— Start —
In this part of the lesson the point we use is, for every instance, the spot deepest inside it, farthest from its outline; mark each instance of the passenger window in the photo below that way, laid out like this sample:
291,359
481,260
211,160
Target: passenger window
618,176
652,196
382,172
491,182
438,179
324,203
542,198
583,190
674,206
— End —
— Start —
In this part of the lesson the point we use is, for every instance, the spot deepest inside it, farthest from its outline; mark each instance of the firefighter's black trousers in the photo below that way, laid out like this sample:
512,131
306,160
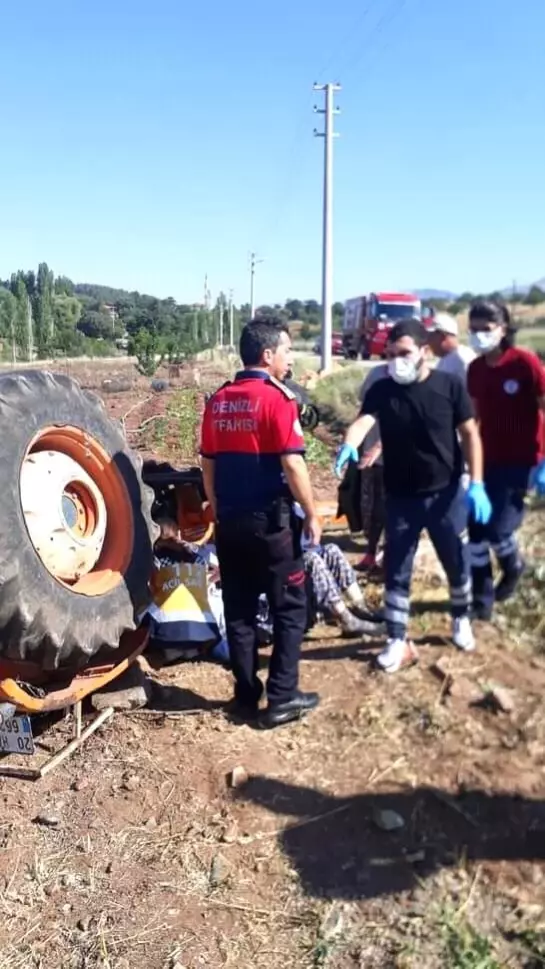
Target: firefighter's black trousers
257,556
— End —
## Task statement
Find every line above that contains the string "firefighter", with case counting, and copy each of those lines in full.

## Response
In this part of the lesson the point we use is, for every instance, the spot deepest inside it, farthest from its outline; mark each instance of the firefighter's black trousers in the photo below that way, laid out like this sample:
Target: firefighter's black trousers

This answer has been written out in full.